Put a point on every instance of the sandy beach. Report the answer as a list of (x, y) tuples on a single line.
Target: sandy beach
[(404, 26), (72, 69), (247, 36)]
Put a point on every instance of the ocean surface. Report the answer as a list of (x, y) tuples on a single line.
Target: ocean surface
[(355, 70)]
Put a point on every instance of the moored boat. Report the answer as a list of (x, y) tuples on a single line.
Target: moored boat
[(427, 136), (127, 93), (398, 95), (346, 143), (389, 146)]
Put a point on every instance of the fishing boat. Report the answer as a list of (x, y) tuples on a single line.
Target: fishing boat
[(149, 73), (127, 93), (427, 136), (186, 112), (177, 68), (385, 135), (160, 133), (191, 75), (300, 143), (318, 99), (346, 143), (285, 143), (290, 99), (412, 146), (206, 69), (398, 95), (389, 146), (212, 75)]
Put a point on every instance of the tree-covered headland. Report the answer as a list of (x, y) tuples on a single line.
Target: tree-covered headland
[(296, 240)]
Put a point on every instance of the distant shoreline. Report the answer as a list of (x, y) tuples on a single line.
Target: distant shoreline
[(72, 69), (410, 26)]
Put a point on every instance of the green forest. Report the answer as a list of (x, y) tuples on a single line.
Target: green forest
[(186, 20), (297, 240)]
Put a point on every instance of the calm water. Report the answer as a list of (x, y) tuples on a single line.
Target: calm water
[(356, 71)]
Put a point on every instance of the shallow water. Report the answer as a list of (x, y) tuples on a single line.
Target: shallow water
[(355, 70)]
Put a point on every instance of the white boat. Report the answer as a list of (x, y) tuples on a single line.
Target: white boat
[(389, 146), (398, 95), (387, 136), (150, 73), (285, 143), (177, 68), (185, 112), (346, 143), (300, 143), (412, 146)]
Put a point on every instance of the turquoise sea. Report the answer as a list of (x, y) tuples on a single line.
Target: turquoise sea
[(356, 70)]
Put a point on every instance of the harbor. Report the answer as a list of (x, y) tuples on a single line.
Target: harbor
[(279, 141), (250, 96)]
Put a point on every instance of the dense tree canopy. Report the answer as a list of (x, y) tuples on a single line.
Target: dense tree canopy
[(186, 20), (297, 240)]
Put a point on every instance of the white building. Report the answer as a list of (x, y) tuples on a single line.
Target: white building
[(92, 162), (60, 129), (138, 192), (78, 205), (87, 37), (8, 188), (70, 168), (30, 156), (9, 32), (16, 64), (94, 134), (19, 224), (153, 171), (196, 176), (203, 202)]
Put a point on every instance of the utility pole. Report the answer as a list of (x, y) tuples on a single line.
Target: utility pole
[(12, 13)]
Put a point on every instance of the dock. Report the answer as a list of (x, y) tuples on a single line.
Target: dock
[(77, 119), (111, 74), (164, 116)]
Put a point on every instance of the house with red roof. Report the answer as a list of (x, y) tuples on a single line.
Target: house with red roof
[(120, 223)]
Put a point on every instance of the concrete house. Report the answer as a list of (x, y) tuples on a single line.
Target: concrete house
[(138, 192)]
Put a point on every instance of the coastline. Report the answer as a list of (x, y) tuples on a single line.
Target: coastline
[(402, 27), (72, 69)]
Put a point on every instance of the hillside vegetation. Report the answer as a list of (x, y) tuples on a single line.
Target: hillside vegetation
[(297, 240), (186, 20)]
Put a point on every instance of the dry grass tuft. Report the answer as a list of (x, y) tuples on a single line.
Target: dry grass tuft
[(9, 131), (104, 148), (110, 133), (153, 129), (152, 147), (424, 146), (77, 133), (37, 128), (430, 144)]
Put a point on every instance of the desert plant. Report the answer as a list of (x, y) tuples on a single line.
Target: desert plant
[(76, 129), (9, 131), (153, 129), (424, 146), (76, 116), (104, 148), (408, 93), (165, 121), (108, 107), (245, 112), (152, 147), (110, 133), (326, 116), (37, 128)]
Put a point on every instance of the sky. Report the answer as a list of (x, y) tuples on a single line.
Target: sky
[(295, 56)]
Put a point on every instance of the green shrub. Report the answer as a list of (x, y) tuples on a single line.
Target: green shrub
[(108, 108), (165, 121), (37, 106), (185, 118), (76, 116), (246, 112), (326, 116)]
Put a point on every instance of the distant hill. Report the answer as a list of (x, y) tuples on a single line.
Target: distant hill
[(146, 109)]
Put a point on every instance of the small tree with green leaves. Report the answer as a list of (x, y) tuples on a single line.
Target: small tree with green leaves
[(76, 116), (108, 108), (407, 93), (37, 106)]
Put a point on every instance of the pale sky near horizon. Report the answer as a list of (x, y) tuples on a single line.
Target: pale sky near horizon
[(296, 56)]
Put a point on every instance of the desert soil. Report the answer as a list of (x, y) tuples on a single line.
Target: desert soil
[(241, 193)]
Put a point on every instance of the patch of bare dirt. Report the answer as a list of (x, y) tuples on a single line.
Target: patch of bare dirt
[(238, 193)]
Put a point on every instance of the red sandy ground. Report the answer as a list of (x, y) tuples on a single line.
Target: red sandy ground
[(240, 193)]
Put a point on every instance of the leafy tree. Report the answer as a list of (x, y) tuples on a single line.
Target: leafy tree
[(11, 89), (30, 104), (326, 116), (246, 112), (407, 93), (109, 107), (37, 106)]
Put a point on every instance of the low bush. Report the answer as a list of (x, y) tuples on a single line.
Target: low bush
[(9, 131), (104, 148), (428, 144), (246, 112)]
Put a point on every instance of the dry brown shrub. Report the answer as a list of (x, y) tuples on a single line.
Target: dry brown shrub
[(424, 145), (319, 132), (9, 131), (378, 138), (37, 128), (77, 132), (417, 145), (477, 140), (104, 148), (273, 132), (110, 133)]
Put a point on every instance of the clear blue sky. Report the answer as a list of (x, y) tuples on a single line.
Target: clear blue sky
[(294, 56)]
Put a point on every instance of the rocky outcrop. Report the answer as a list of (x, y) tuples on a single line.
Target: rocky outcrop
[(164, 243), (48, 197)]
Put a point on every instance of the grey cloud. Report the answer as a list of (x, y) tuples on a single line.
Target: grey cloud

TASK STATEMENT. Please give the lines starting with the one containing "Put a point on every instance of the grey" and going on through the end of the rows as a JSON list of strings, one string per line, leaving out blank lines.

SOLVED EXERCISE.
[
  "Put a point on every instance of the grey cloud. Report the answer as a list of (x, y) tuples on a single line.",
  "Target: grey cloud"
]